### [SHORT PROBLEM]
List in full each line of the records below that contains the word "grass".

### [Annotated coordinate records]
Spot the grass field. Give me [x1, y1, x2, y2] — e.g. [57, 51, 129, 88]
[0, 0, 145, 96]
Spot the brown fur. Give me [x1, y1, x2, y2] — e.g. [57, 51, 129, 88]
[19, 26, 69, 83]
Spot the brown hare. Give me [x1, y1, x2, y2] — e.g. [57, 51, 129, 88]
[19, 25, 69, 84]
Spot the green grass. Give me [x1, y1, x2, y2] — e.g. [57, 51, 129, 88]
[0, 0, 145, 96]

* * *

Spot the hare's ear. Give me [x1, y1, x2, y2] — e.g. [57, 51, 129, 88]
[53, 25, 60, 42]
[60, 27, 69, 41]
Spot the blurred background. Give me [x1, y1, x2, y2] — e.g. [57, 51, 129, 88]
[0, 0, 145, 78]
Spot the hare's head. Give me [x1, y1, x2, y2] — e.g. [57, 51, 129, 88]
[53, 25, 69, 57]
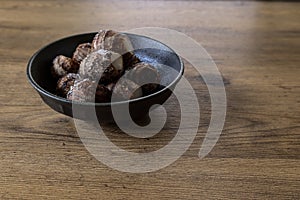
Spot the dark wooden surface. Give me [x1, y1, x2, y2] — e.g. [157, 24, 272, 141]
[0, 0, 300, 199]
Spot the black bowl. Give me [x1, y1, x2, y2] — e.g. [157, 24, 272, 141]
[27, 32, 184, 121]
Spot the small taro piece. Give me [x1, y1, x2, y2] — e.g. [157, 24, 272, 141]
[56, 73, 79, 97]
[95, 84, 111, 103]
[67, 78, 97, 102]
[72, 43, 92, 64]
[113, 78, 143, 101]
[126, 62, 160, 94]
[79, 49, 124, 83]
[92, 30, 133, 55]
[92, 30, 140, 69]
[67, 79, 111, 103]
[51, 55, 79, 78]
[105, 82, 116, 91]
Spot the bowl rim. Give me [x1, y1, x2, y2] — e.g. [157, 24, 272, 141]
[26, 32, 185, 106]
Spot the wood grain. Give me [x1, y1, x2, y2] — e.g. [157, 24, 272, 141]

### [COMPLETE ANSWER]
Spot the grass field. Give me [x1, y1, x2, y2] — e.g. [57, 51, 129, 88]
Spot the green grass. Give me [x1, y1, x2, y2] — e.g. [57, 51, 129, 88]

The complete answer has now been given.